Work to do -> Extend the passage about Pablo Casals, picking up right after its final sentence.

Given passage ->
The famous cellist also worked hard to make the world a better place.
Sometimes it almost seemed music came second after his humanitarianism.
He spent many years working with refugees from his native Spain and striving for international peace. Casals always refused to play in situations that might have suggested his condoning of tyranny and injustice.
Pablo Casals lived to be nearly 100 years old. What a tragedy if this great cellist would have stopped practising at age 55 or 60 and spent the last 40 or 45 years of life without music.
And what a double tragedy if this great peacemaker would have failed to use his international fame to pursue peace and freedom from tyranny. But, fortunately, age was no barrier for Pablo Casals.
Casals opens his autobiography, “Joys and Sorrows,” with “On my last birthday, I was 93 years old. That is not young, of course. In fact, it is
older than 90. But age is a relative matter. If you continue to work and
to absorb the beauty in the world about you, you find that age does not
necessarily mean getting old.”

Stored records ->
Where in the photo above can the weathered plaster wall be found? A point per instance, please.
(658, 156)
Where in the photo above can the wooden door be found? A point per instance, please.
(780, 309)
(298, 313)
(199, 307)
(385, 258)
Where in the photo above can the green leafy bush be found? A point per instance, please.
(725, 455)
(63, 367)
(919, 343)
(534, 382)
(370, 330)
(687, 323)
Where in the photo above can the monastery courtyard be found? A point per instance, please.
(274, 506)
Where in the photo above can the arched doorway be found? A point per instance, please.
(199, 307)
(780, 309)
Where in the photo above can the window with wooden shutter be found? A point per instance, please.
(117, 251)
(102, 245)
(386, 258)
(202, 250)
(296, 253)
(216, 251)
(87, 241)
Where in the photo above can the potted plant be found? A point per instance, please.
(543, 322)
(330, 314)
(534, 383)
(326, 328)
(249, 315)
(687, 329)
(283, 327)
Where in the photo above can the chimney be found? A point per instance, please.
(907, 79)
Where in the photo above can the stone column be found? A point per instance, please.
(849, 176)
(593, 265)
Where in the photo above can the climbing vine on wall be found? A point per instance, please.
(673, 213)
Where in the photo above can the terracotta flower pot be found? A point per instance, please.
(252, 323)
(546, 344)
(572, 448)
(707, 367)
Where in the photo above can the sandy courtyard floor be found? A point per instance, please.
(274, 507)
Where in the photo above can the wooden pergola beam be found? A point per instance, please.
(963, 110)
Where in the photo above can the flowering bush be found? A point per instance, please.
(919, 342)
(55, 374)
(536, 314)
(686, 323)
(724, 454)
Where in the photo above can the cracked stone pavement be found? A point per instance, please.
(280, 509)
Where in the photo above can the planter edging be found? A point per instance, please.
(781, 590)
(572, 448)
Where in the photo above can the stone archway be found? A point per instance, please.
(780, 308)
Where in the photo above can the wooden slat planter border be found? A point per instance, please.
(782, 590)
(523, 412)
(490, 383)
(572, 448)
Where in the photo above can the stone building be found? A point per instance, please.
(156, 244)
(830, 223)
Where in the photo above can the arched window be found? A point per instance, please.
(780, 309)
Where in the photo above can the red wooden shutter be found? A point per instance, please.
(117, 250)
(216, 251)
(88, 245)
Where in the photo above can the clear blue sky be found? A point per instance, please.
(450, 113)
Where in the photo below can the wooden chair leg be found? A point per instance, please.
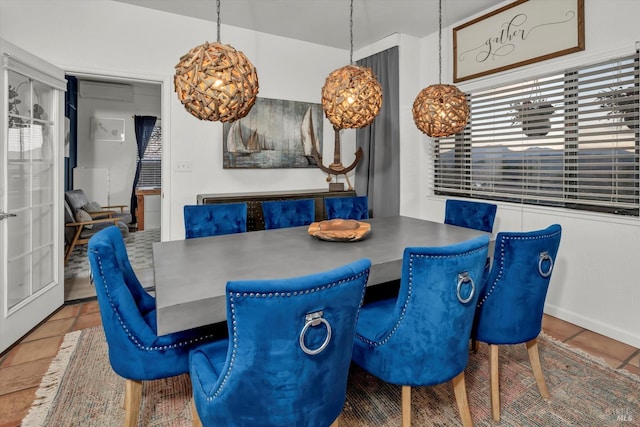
(72, 245)
(494, 381)
(406, 406)
(460, 391)
(534, 358)
(132, 399)
(194, 415)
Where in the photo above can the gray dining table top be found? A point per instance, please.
(191, 275)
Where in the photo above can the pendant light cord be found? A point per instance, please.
(440, 43)
(351, 34)
(218, 22)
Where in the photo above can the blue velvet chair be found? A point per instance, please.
(288, 213)
(465, 213)
(421, 337)
(136, 352)
(214, 219)
(287, 359)
(347, 207)
(511, 305)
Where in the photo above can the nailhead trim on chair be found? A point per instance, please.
(233, 295)
(387, 337)
(501, 271)
(133, 338)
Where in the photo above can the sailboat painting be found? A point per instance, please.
(275, 134)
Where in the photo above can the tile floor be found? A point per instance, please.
(22, 367)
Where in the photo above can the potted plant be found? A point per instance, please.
(620, 102)
(534, 116)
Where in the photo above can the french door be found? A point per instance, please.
(31, 271)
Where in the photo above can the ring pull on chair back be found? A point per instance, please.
(511, 307)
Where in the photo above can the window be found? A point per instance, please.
(151, 170)
(567, 140)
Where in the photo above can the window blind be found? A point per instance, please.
(569, 139)
(151, 166)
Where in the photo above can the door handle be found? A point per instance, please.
(4, 215)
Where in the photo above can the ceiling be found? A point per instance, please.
(326, 22)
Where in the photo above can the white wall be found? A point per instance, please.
(90, 37)
(595, 284)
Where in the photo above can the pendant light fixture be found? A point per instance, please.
(216, 82)
(440, 110)
(351, 99)
(351, 95)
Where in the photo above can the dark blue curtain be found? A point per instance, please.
(378, 175)
(143, 126)
(71, 112)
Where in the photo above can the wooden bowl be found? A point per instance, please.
(339, 230)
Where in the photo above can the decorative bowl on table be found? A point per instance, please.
(339, 230)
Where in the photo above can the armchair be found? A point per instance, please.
(287, 359)
(288, 213)
(356, 207)
(77, 200)
(466, 213)
(79, 232)
(421, 337)
(136, 352)
(214, 220)
(511, 305)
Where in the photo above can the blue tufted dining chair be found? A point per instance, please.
(347, 207)
(214, 219)
(421, 337)
(511, 305)
(288, 213)
(287, 359)
(136, 352)
(469, 214)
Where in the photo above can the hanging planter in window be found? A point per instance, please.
(534, 116)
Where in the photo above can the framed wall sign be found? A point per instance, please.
(517, 34)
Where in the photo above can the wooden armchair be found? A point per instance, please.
(79, 232)
(77, 199)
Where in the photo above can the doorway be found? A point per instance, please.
(103, 164)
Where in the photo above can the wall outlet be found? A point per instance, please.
(184, 166)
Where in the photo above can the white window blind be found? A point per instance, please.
(568, 139)
(151, 168)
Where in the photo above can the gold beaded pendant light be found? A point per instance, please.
(440, 110)
(216, 82)
(351, 95)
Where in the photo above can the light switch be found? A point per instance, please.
(184, 166)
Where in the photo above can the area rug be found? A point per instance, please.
(81, 389)
(139, 248)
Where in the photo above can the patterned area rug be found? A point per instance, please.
(81, 389)
(138, 245)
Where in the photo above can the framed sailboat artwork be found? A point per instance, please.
(275, 134)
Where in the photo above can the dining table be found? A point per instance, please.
(191, 275)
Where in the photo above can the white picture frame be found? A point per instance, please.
(104, 129)
(517, 34)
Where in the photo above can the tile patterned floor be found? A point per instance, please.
(22, 367)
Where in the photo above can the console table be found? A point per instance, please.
(255, 221)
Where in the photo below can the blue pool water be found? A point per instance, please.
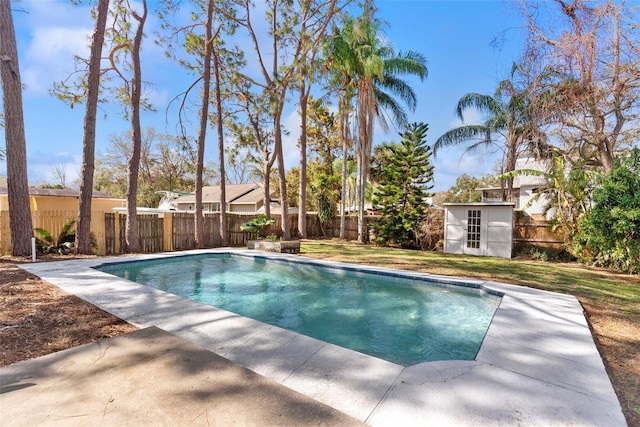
(399, 319)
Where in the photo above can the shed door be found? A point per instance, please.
(475, 237)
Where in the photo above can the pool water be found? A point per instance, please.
(400, 319)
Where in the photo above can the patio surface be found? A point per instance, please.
(538, 364)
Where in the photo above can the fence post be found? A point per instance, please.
(167, 232)
(116, 233)
(98, 228)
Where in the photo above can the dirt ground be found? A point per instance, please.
(38, 318)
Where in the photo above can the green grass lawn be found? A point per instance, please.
(611, 300)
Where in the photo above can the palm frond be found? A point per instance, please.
(484, 104)
(400, 88)
(463, 134)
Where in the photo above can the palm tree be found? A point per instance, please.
(372, 68)
(508, 124)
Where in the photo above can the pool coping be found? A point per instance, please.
(538, 364)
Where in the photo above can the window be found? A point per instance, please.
(473, 229)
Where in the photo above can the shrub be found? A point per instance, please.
(609, 234)
(255, 225)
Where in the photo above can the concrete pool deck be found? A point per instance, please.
(538, 364)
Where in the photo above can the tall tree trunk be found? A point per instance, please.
(365, 127)
(284, 204)
(132, 235)
(266, 178)
(21, 228)
(302, 204)
(202, 133)
(83, 230)
(343, 133)
(224, 234)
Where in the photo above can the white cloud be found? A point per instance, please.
(471, 117)
(291, 124)
(51, 33)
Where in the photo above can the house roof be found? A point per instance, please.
(235, 193)
(56, 192)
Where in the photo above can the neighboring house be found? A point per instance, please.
(244, 198)
(525, 188)
(48, 199)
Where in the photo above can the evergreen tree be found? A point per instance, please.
(405, 177)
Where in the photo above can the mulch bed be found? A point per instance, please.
(38, 318)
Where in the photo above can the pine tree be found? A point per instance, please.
(405, 177)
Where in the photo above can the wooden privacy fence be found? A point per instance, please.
(528, 231)
(174, 231)
(53, 221)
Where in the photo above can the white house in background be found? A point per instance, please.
(244, 198)
(525, 188)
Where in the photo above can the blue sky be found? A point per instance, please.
(455, 37)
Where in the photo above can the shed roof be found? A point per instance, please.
(236, 193)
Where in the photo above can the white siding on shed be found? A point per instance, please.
(495, 225)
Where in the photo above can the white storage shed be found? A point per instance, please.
(484, 229)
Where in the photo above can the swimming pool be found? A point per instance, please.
(395, 317)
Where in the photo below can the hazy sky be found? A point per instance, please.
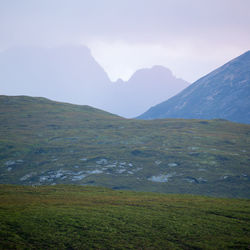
(191, 37)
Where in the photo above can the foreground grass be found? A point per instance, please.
(43, 142)
(81, 217)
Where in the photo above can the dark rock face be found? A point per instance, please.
(224, 94)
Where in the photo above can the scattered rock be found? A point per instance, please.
(158, 162)
(78, 177)
(172, 164)
(9, 163)
(27, 176)
(102, 161)
(96, 171)
(160, 178)
(83, 159)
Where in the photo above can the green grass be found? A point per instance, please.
(39, 137)
(83, 217)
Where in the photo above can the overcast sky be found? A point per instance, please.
(191, 37)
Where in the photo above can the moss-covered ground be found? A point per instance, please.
(44, 142)
(83, 217)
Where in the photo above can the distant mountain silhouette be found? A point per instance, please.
(224, 93)
(71, 74)
(65, 74)
(145, 88)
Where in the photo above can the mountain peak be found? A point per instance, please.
(224, 93)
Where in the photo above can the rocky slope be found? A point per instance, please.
(224, 93)
(45, 143)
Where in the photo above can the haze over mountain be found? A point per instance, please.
(71, 74)
(43, 142)
(224, 93)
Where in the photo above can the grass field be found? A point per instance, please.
(83, 217)
(44, 142)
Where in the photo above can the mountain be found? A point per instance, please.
(145, 88)
(43, 142)
(71, 74)
(67, 74)
(224, 93)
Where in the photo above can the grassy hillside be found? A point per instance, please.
(44, 142)
(77, 217)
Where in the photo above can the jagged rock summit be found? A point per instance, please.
(223, 93)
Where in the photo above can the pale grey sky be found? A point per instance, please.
(191, 37)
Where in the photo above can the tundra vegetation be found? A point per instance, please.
(84, 217)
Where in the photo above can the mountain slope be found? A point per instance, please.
(67, 74)
(71, 74)
(45, 143)
(145, 88)
(224, 93)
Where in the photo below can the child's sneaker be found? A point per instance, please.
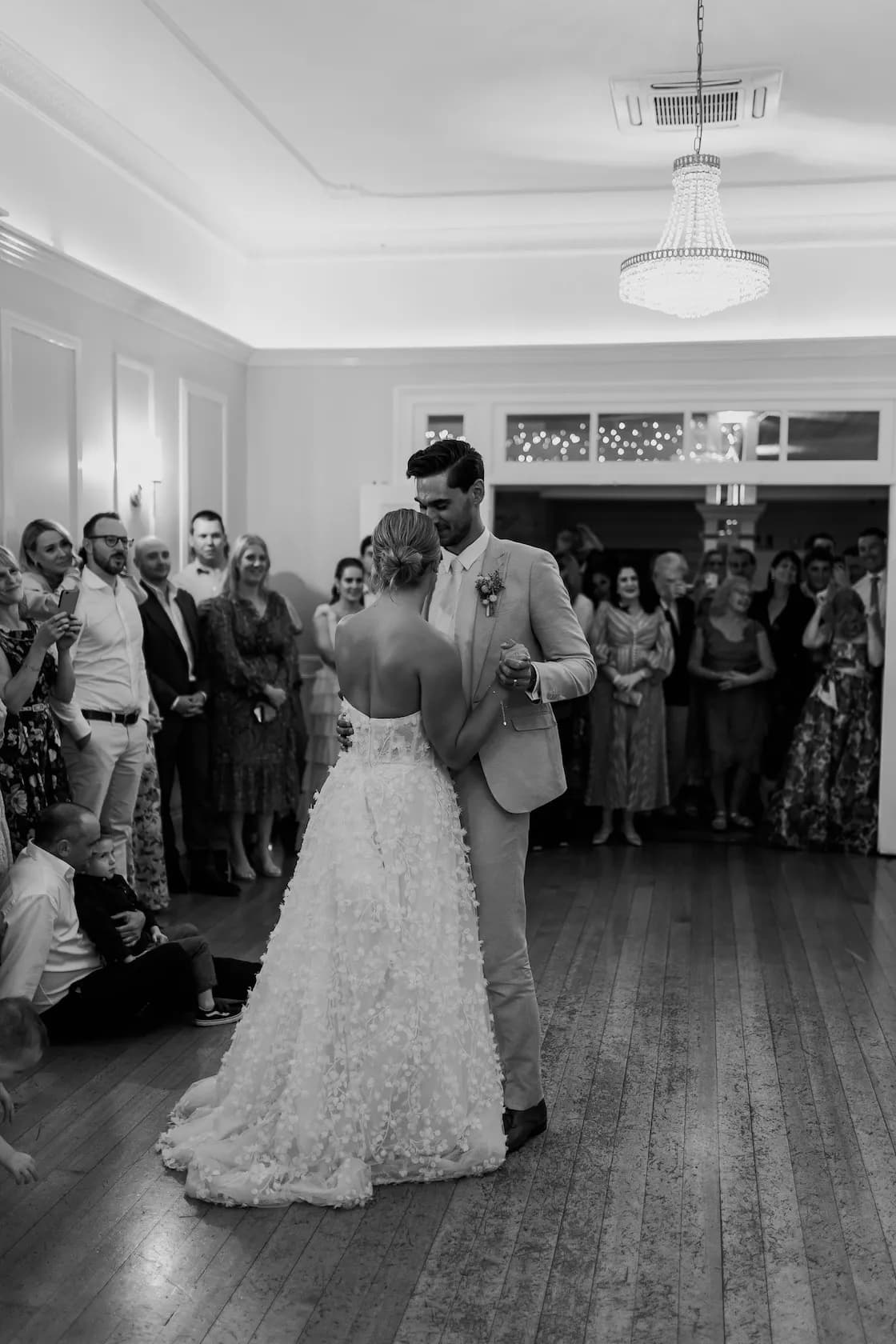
(222, 1015)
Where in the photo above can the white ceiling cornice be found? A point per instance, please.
(124, 298)
(704, 354)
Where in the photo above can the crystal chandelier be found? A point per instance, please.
(696, 269)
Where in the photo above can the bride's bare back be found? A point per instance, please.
(391, 663)
(378, 659)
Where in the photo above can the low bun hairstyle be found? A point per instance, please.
(406, 545)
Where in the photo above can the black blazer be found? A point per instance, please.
(164, 654)
(676, 689)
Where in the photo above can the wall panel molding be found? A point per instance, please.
(202, 456)
(39, 424)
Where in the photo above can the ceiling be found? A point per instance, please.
(257, 138)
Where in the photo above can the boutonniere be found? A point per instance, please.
(490, 586)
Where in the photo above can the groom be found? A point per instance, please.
(488, 594)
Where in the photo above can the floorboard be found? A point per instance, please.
(719, 1039)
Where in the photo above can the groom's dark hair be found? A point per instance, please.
(454, 456)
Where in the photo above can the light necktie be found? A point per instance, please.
(445, 598)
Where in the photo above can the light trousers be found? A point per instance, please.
(105, 777)
(498, 843)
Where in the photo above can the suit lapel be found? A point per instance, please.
(188, 612)
(158, 613)
(496, 559)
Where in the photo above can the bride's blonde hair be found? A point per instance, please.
(406, 545)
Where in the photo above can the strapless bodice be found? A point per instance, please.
(378, 742)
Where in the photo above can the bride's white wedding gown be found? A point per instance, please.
(366, 1054)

Answer to the problem ->
Those are the keys, said Casals. Absorb the beauty and continue to work.
Casals’ autobiography ended with an emphatic, “Of course I continue to play and to practice. I think I would do so if I lived for another hundred years.”
And just why should that be so surprising? When you think about it, why would anyone stop working 30 or 40 years before the end of life? Such thinking boggles the mind.
So when you’re tempted to “take it easy” because of your age, remember Pablo Casals. If he could be a world-class cellist in his 90s, what could you do if you put your mind to it?
Think about your dreams, and remember that “practice makes perfect.” And whatever you do, don’t give up now–just when you could
be “making some progress.”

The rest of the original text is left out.